§ DATA TO PROCESS:

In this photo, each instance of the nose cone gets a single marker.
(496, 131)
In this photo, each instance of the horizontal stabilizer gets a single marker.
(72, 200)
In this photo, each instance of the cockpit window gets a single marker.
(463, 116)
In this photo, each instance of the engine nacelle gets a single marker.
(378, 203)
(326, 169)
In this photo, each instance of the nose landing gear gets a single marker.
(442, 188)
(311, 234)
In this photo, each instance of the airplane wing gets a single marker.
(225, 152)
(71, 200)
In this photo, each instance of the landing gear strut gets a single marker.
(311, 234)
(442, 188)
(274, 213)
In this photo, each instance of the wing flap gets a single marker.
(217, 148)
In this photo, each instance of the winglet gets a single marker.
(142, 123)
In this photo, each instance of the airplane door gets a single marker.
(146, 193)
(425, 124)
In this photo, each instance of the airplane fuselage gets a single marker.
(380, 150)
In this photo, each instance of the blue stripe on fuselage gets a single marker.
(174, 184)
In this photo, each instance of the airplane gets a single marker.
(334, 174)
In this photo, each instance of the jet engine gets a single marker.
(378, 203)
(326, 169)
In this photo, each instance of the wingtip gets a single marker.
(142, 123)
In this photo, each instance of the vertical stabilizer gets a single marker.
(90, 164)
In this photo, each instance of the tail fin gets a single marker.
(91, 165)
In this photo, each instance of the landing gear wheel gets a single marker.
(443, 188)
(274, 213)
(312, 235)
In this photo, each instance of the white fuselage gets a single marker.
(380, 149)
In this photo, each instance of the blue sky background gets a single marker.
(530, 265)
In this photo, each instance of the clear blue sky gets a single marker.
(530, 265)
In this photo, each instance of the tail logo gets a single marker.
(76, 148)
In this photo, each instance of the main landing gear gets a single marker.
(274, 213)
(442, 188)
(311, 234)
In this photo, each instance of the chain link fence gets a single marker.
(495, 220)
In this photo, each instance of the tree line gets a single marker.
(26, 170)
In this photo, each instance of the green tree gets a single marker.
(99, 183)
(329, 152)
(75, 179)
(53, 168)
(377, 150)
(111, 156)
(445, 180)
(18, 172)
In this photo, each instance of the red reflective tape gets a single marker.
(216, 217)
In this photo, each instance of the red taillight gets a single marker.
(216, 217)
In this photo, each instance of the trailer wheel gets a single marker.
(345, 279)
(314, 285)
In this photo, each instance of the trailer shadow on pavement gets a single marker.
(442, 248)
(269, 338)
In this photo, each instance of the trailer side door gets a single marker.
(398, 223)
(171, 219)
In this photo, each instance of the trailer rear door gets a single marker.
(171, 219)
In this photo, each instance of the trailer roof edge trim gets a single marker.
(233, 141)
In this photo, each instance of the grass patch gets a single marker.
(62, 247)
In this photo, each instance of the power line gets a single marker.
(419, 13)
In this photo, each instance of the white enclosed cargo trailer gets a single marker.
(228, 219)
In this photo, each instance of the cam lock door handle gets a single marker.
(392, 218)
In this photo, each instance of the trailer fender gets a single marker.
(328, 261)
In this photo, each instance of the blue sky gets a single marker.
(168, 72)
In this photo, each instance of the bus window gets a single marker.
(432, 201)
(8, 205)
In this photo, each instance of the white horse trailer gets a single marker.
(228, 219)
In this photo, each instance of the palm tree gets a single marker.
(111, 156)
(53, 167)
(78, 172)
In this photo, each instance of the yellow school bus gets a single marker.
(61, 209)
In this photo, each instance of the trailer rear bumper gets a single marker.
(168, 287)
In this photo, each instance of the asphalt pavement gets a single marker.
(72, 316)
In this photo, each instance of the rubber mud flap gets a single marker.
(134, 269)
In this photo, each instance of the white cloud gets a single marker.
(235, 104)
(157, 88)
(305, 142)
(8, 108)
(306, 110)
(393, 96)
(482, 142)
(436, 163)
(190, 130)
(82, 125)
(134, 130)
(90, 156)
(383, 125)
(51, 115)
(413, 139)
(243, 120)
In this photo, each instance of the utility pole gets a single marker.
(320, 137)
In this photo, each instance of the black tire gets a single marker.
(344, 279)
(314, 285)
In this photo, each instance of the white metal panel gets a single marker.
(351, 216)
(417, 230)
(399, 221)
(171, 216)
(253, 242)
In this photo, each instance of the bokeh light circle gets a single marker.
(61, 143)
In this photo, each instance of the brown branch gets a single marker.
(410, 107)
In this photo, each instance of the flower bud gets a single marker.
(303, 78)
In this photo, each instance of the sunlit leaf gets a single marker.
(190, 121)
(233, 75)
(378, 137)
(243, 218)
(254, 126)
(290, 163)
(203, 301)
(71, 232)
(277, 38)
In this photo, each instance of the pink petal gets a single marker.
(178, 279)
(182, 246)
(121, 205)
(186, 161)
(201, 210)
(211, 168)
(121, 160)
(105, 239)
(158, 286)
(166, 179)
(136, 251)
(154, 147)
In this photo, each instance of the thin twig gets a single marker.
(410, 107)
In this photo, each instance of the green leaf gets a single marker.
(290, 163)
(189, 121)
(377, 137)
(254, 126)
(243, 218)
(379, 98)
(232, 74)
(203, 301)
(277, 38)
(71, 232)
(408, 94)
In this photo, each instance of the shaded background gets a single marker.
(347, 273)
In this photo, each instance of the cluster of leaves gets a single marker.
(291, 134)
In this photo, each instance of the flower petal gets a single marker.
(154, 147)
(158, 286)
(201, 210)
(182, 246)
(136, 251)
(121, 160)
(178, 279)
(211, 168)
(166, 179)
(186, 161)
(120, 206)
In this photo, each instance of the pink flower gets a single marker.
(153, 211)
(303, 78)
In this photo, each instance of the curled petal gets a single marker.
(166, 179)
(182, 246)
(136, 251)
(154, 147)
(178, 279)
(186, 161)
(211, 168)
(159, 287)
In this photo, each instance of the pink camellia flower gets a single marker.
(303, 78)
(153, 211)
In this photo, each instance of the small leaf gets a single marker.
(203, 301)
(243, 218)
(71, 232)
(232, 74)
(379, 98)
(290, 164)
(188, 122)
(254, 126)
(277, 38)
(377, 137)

§ WORK INSTRUCTIONS:
Put every line of the material above into a JSON list of strings, one string per line, and leave out any blank lines.

§ RESULT OF THE TASK:
[
  "In this photo, each instance of the nose cone gets a single marker.",
  "(496, 131)",
  "In this photo, each instance of the horizontal stabilizer gets a single marker.",
  "(72, 200)",
  "In this photo, each instance of the cockpit window gets a single marker.",
  "(463, 116)",
  "In this photo, each instance of the engine nacelle gets a single marker.",
  "(378, 203)",
  "(326, 169)",
  "In this photo, each instance of the nose landing gear gets a single marker.",
  "(442, 188)",
  "(311, 234)",
  "In this photo, each instance of the airplane wing gets a single marker.",
  "(225, 152)",
  "(71, 200)",
  "In this photo, each instance of the landing gear strut gets a single marker.",
  "(311, 234)",
  "(442, 188)",
  "(274, 213)",
  "In this photo, each instance of the wing flap gets a single marker.",
  "(217, 148)",
  "In this photo, each instance of the winglet gets a single marker.",
  "(142, 123)",
  "In this photo, each instance of the airplane door gets a single marker.",
  "(146, 193)",
  "(425, 124)",
  "In this photo, each instance of the airplane fuselage gets a single marker.",
  "(380, 150)",
  "In this photo, each instance of the blue stripe on fuselage gets a single marker.",
  "(174, 184)",
  "In this photo, each instance of the airplane gets a single marker.",
  "(334, 174)",
  "In this photo, each instance of the jet engine gets a single marker.",
  "(378, 203)",
  "(326, 169)",
  "In this photo, each instance of the wingtip gets a single marker.",
  "(142, 123)",
  "In this photo, each instance of the vertical stabilizer gets a single marker.",
  "(90, 164)",
  "In this photo, each instance of the tail fin gets a single marker.",
  "(91, 165)",
  "In this photo, each instance of the landing gear wheel gets a single marker.",
  "(443, 188)",
  "(274, 213)",
  "(312, 235)",
  "In this photo, each instance of the white fuselage gets a single marker.",
  "(380, 149)",
  "In this photo, each instance of the blue sky background gets a single marker.",
  "(530, 265)",
  "In this photo, each instance of the clear blue sky gets a single marker.",
  "(530, 265)",
  "In this photo, each instance of the tail logo gets a single marker.",
  "(76, 148)",
  "In this photo, each instance of the main landing gear gets a single marker.",
  "(274, 213)",
  "(442, 188)",
  "(311, 234)",
  "In this photo, each instance of the chain link fence gets a single marker.",
  "(495, 220)",
  "In this photo, each instance of the tree line gets a single marker.",
  "(26, 170)",
  "In this photo, each instance of the green tree gets a single marker.",
  "(99, 183)",
  "(329, 152)",
  "(75, 179)",
  "(53, 168)",
  "(377, 150)",
  "(111, 156)",
  "(445, 180)",
  "(18, 172)",
  "In this photo, each instance of the red reflective tape gets a single marker.",
  "(216, 217)",
  "In this photo, each instance of the red taillight gets a single marker.",
  "(216, 217)",
  "In this photo, each instance of the trailer wheel gets a single marker.",
  "(345, 279)",
  "(314, 285)",
  "In this photo, each instance of the trailer shadow on pavement gets a single marker.",
  "(442, 248)",
  "(269, 338)",
  "In this photo, each instance of the trailer side door gets a single marker.",
  "(398, 223)",
  "(171, 219)",
  "In this photo, each instance of the trailer rear door gets a single marker.",
  "(171, 219)",
  "In this photo, each instance of the trailer roof edge trim gets a single marker.",
  "(233, 141)",
  "In this photo, each instance of the grass patch gets a single marker.",
  "(62, 247)",
  "In this photo, each instance of the power line gets a single marker.",
  "(419, 13)",
  "In this photo, each instance of the white enclosed cargo trailer gets a single marker.",
  "(228, 219)",
  "In this photo, each instance of the cam lock door handle gets a single marker.",
  "(392, 218)",
  "In this photo, each instance of the trailer fender gets a single marker.",
  "(328, 261)",
  "In this photo, each instance of the blue sky gets a single marker.",
  "(168, 72)",
  "In this photo, each instance of the bus window gets a single marker.",
  "(432, 201)",
  "(8, 205)",
  "In this photo, each instance of the white horse trailer gets a single marker.",
  "(228, 219)",
  "In this photo, each instance of the palm tree gets a single marker.",
  "(111, 156)",
  "(53, 167)",
  "(78, 172)",
  "In this photo, each instance of the yellow school bus gets a single marker.",
  "(61, 209)",
  "In this photo, each instance of the trailer rear bumper gets a single marker.",
  "(168, 287)",
  "In this photo, each instance of the asphalt pavement gets a single marker.",
  "(72, 316)",
  "In this photo, each instance of the rubber mud flap gets a single marker.",
  "(134, 269)",
  "In this photo, each instance of the white cloud gets a single marker.",
  "(235, 104)",
  "(157, 88)",
  "(305, 142)",
  "(8, 108)",
  "(306, 110)",
  "(393, 96)",
  "(482, 142)",
  "(436, 163)",
  "(190, 130)",
  "(82, 125)",
  "(134, 130)",
  "(90, 156)",
  "(383, 125)",
  "(51, 115)",
  "(413, 139)",
  "(243, 120)",
  "In this photo, each instance of the utility pole gets a single marker.",
  "(320, 137)",
  "In this photo, each instance of the black tire gets a single marker.",
  "(344, 279)",
  "(314, 285)",
  "In this photo, each instance of the white metal panel gets a single marker.",
  "(351, 216)",
  "(417, 230)",
  "(399, 221)",
  "(171, 216)",
  "(253, 242)",
  "In this photo, each instance of the bokeh light circle gets a single marker.",
  "(61, 143)",
  "In this photo, each instance of the brown branch gets a single marker.",
  "(410, 107)",
  "In this photo, each instance of the flower bud gets a single marker.",
  "(303, 78)",
  "In this photo, each instance of the sunlit leaf gets a single marker.",
  "(190, 121)",
  "(233, 75)",
  "(378, 137)",
  "(243, 218)",
  "(254, 126)",
  "(290, 163)",
  "(203, 301)",
  "(71, 232)",
  "(277, 38)",
  "In this photo, each instance of the pink petal gets a single marker.",
  "(178, 279)",
  "(182, 246)",
  "(121, 205)",
  "(186, 161)",
  "(201, 210)",
  "(211, 168)",
  "(121, 160)",
  "(105, 239)",
  "(158, 286)",
  "(166, 179)",
  "(136, 251)",
  "(154, 147)",
  "In this photo, each instance of the thin twig gets a single marker.",
  "(410, 107)",
  "In this photo, each instance of the green leaf gets a single marker.",
  "(290, 163)",
  "(189, 121)",
  "(377, 137)",
  "(254, 126)",
  "(243, 218)",
  "(379, 98)",
  "(232, 74)",
  "(203, 301)",
  "(277, 38)",
  "(71, 232)",
  "(408, 94)",
  "In this photo, each instance of the shaded background gets a single marker.",
  "(347, 273)",
  "In this photo, each instance of the cluster of leaves gets a single marker.",
  "(291, 134)",
  "In this photo, each instance of the flower petal gets a single marker.",
  "(154, 147)",
  "(158, 286)",
  "(201, 210)",
  "(182, 246)",
  "(136, 251)",
  "(121, 160)",
  "(178, 279)",
  "(211, 168)",
  "(166, 179)",
  "(186, 161)",
  "(120, 206)",
  "In this photo, each instance of the pink flower gets a single marker.",
  "(153, 211)",
  "(303, 78)",
  "In this photo, each instance of the curled petal gets a single marker.",
  "(166, 179)",
  "(182, 246)",
  "(136, 251)",
  "(154, 147)",
  "(178, 279)",
  "(186, 161)",
  "(211, 168)",
  "(159, 287)",
  "In this photo, each instance of the pink camellia flower gets a single marker.",
  "(303, 78)",
  "(153, 211)",
  "In this photo, each instance of the small leaf gets a single marker.",
  "(203, 301)",
  "(243, 218)",
  "(71, 232)",
  "(232, 74)",
  "(379, 98)",
  "(290, 164)",
  "(188, 122)",
  "(254, 126)",
  "(277, 38)",
  "(377, 137)"
]